Source extract:
In [1]:
# Imports
import pandas as pd
import spacy
import re
import numpy as np
import torch
from sklearn.metrics.pairwise import cosine_similarity
import matplotlib.pyplot as plt
from transformers import pipeline, set_seed
import random
import torch.nn.functional as F
from transformers import AutoTokenizer, AutoModelForCausalLM
from sklearn.preprocessing import normalize

In [2]:
from google.colab import drive
drive.mount('/content/drive')

Mounted at /content/drive


In [3]:
file_path = '/content/drive/MyDrive/LLM_thesis/filtered_df.parquet'
filtered_df = pd.read_parquet(file_path)

### Sentence selection procedure in sentence_selection.ipynb

Added category 8 that contains some male stereotypes to see how the model represents these (categories: 8,9,12,13,16)

In [4]:
# Selected sentences without the pronouns
women_sentences = {
    1: [
        "emotional and irrational",  # stereotype itself
        "the breakup is hard on her",
        "overreacts",
        "cries every night",
        "spends 200€ at the hairdresser",
        "craves attention"
    ],
    2: [
        "gentle, kind, and submissive",  # stereotype itself
        "is kind and caring",
        "has to obey",
        "always plays by the rules",
        "forgives them quickly and easily",
        "doesn’t hurt a fly"
    ],
    3: [
        "empathetic and caring",  # stereotype itself
        "offers a supportive ear",
        "is very nurturing",
        "likes helping people",
        "hosts a charity fundraiser",
        "is compassionate"
    ],
    4: [
        "neat and diligent",  # stereotype itself
        "cleans the floor every day",
        "wishes for a tidy house",
        "consistently practices personal hygiene habits",
        "folds the laundry",
        "changes the bedsheets again"

Given data:

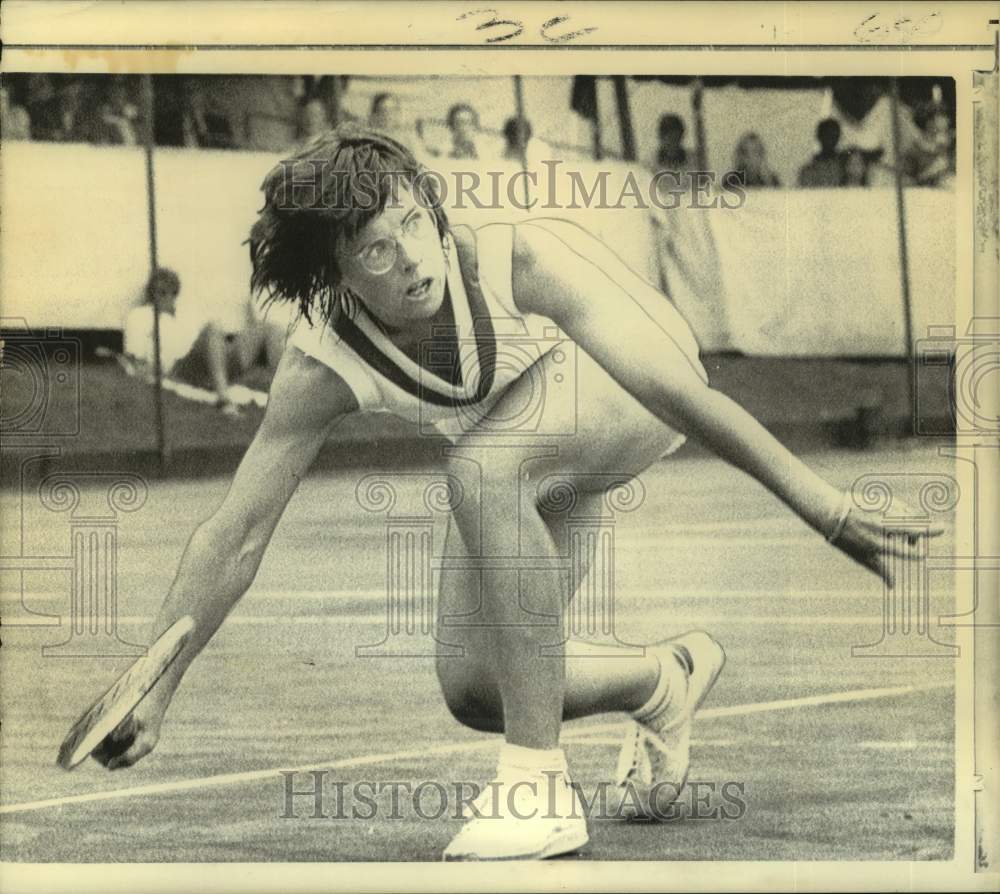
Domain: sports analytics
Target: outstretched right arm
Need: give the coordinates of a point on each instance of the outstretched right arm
(307, 400)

Directions:
a. From the notebook, extract everything from "### Sentence selection" down to "these (categories: 8,9,12,13,16)".
b. Answer these questions from the notebook:
(i) Where is the drive mounted?
(ii) What file is read into filtered_df?
(iii) Which phrase is marked as the stereotype itself in category 4?

Answers for this exercise:
a.
### Sentence selection procedure in sentence_selection.ipynb

Added category 8 that contains some male stereotypes to see how the model represents these (categories: 8,9,12,13,16)

b.
(i) /content/drive
(ii) filtered_df.parquet, at '/content/drive/MyDrive/LLM_thesis/filtered_df.parquet'
(iii) "neat and diligent"